__AIM OF THE EXERCISE__
Return the listing below unchanged, minus its pictures.

__AVAILABLE DATA__

----------------

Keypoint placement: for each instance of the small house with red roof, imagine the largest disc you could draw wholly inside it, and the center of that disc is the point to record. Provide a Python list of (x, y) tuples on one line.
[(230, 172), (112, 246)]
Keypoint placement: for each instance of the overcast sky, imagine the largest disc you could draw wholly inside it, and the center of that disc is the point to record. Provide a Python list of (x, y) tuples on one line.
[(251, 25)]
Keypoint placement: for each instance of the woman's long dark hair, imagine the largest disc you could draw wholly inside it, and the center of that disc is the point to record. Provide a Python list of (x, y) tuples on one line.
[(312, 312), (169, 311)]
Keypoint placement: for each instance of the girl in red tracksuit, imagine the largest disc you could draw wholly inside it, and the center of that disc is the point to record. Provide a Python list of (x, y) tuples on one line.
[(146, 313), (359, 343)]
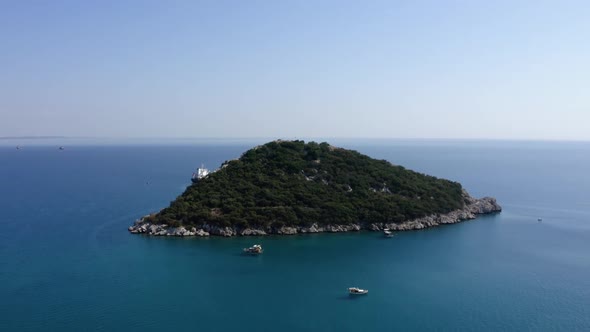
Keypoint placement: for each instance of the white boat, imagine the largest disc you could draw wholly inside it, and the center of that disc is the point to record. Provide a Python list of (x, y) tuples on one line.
[(255, 249), (357, 291)]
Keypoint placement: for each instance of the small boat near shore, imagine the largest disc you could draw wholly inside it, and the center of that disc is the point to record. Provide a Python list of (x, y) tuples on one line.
[(255, 249), (357, 291)]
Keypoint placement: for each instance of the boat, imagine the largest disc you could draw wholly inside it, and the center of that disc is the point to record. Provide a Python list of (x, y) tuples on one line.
[(357, 291), (255, 249), (199, 174)]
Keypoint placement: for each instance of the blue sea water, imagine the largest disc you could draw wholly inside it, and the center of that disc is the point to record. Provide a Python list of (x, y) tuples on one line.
[(67, 262)]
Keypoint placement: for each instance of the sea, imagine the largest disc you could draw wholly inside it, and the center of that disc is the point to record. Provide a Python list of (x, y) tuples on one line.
[(68, 263)]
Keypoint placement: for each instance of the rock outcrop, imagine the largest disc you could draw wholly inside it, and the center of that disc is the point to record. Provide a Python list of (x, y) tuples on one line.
[(473, 207)]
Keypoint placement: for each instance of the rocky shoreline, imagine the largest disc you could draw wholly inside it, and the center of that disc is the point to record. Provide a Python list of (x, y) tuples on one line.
[(471, 210)]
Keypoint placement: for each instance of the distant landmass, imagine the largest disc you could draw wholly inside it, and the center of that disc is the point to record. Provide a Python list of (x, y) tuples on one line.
[(290, 187)]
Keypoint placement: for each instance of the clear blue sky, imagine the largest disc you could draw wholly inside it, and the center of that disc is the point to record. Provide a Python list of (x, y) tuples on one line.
[(399, 69)]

----------------

__RESPONSE__
Keypoint placement: for each instance of the small house with red roof, imagine the largest disc you could draw wholly inside it, and the center of that disc is the point to record. Provide a Python list of (x, y) tuples on one line.
[(230, 172), (112, 246)]
Keypoint placement: for each instance of the overcast sky, imagine the largest disc you could draw wholly inside it, and the center of that disc is the point to record. Provide a Python list of (x, y) tuples on one line.
[(251, 25)]
Keypoint placement: for each instance of the woman's long dark hair, imagine the largest disc you could draw wholly inside it, and the center of that disc is the point to record. Provide a Python list of (x, y) tuples on one line.
[(312, 312), (169, 311)]
Keypoint placement: for each instance of the girl in red tracksuit, imagine the largest disc you could draw wholly inside it, and the center of that disc is the point to record. Provide a Python list of (x, y) tuples on one line.
[(146, 313), (359, 343)]
Keypoint placement: for each instance of the white boat, imagine the largest disc you could draw wholly inside it, and the center of that disc is the point to record. Provide a Python list of (x, y) tuples on one line.
[(255, 249), (357, 291)]
Keypoint placement: for each instance of the small boat near shore, imagine the largest disc you could draw wholly inside it, and the center of that disc is the point to record. Provide a Python list of (x, y) tuples on one line.
[(255, 249), (357, 291)]
Keypoint placement: for each instance of the boat, imagine the largest disc you could draw wholly inside it, and the center of that disc is the point to record. Provide a Python list of (x, y) tuples on one line.
[(357, 291), (255, 249), (199, 174)]
Keypoint placement: for each instance of the blue sea water, imagine the largest disc you could draw wholly inside it, and the center of that disc is the point to record. Provide a Python list of (x, y) tuples on one line.
[(67, 262)]
Keypoint placement: for each instance of the sea, imagine the largest disc you could draw wholly inside it, and the center of that disc is the point to record. Provide a Python list of (x, y) tuples on one line.
[(68, 263)]
Keypoint placement: for each instance of the rock outcrop, imagine the largest disc you could draw wholly inside it, and the center of that disc is the point to record. Provide a Python list of (x, y) tuples on one line.
[(473, 207)]
Keypoint placement: for each instance of the rocky shoreline, imagine the largest disc you could draw wholly inside it, and the center of that disc is the point to record. Provide a Python list of (x, y) tuples on one line.
[(471, 210)]
Keypoint placement: for each instance of the distant landmass, imagine the largest disc you could draw wholly inside it, and the center of that disc is the point to record. Provide a Python list of (x, y) tuples on one line.
[(290, 187)]
Keypoint placement: for each instance of the clear blue sky, imagine the largest disc you could draw wholly inside it, and the center of that disc is the point to record. Provide a Python list of (x, y) tuples on one line.
[(399, 69)]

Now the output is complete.